### ВАШИ ЗАДАНИЯ:
A: Ответьте на вопросы по отрывку:
(i) Какой псевдоним Салтыкова назван в пародийном объявлении в «Свистке»?
(ii) Каким фельетоном Достоевский ответил на «Стрижей»?
(iii) В каком году Шкловский написал о «Роковых яйцах»: «Это сделано из Уэллса»?
B: Перепишите, пожалуйста, из отрывка всё, начиная со слов "3. Ещё в 1925" и вплоть до слов "(Шкловский 1990: 301).".

### ОТРЫВОК:
· · · · · · ·
2. Первым эпизодом полемики был выпад В.А. Зайцева против Салтыкова в апрельской книжке «Русского Слова» за 1863 г. («Перлы и адаманты русской журналистики» — анонимная, но несомненно принадлежащая Зайцеву статья). Поводом было пародийное объявление в «Свистке» («Современник», апрель) о статье «Опыты сравнительной этимологии или Мертвый дом по французским источникам. Поучительно-увеселительное исследование Михаила Змиева-Младенцева» (псевдоним Салтыкова, которому принадлежал и текст заметки). Зайцев таким образом открыл полемику с Салтыковым сразу в двух направлениях — личном и литературном. С одной стороны, Салтыкову ставилось на вид его вице-губернаторское прошлое, его связь с кругами правящей бюрократии, и тем самым брался под сомнение его позднейший радикализм (на самом деле вырабатывавшийся в процессе сложной и глубоко искренней идейной эволюции). С другой стороны, принижалось его литературное значение: он ставился на одну доску со «свистунами», что в данном контексте означало безобидных юмористов) и значительно ниже крупных писателей как дружественного лагеря (Чернышевский), так и враждебного (Достоевский). Статья Писарева «Цветы невинного юмора» не была связана с этой полемикой непосредственно: это была распространённая рецензия на только что вышедшие книги Н. Щедрина — «Невинные рассказы» и «Сатиры в прозе»; но по существу Писарев подхватывал и развивал намёк, брошенный в 1863 г. Зайцевым, а ещё ранее (см. ниже) Достоевским: Щедрин — не серьёзный литератор, а безобидный и беспринципный юморист, «свистун», представитель «чистого искусства» новой формации. Писарев шёл дальше, утверждая, «что влияние Щедрина на молодёжь может быть только вредно». Салтыков не остался в долгу и в «Стрижах» («Современник» 1864 г., № 5) не только спародировал «Записки из подполья», но тут же высмеял всю редакцию «Эпохи» в целом и каждого из её сотрудников в отдельности. На «Стрижей» отвечал уже Достоевский фельетоном «Господин Щедрин или раскол в нигилистах» в майской книжке «Эпохи» (вышла в первой половине июля, ценз. раз. 7 июля).
3. Ещё в 1925 году В. Шкловский писал о «Роковых яйцах»: «Это сделано из Уэллса», — правда, не упоминая непосредственно о романе «Машина времени», а в 1926 г. он отмечал, что «успех Михаила Булгакова — успех вовремя приведённой цитаты» (Шкловский 1990: 301).
· · · · · · ·
### ПОКАЗАННЫЕ ДАННЫЕ:
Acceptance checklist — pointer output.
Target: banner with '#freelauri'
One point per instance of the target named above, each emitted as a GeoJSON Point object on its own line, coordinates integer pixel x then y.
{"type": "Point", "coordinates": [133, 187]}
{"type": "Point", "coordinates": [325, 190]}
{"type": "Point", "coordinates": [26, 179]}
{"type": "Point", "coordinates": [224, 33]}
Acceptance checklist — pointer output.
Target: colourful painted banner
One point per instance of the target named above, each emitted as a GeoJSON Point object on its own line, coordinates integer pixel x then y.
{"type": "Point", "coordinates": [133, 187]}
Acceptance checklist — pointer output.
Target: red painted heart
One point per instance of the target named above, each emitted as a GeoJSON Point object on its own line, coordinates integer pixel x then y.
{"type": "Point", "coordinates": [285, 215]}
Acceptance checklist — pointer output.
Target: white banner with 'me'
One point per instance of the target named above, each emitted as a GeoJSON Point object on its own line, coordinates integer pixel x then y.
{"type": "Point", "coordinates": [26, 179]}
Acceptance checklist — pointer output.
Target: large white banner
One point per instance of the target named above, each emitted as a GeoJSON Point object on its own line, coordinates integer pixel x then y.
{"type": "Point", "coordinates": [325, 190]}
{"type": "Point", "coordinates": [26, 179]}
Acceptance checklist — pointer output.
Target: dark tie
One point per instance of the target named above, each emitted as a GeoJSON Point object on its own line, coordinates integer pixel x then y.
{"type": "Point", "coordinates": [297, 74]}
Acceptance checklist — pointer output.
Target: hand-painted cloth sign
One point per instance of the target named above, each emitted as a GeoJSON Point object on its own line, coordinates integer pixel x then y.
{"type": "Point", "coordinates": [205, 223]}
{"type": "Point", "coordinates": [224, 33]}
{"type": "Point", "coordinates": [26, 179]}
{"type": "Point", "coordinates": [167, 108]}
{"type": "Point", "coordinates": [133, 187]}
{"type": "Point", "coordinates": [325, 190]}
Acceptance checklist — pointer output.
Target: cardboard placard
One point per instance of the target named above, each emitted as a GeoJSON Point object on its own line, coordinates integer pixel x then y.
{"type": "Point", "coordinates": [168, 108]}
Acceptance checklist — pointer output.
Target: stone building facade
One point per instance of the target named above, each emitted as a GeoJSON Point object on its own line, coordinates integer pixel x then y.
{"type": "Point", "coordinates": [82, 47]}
· · · · · · ·
### ОТВЕТЫ К УПРАЖНЕНИЮ:
A:
(i) Михаил Змиев-Младенцев
(ii) «Господин Щедрин или раскол в нигилистах»
(iii) В 1925 году

B:
3. Ещё в 1925 году В. Шкловский писал о «Роковых яйцах»: «Это сделано из Уэллса», — правда, не упоминая непосредственно о романе «Машина времени», а в 1926 г. он отмечал, что «успех Михаила Булгакова — успех вовремя приведённой цитаты» (Шкловский 1990: 301).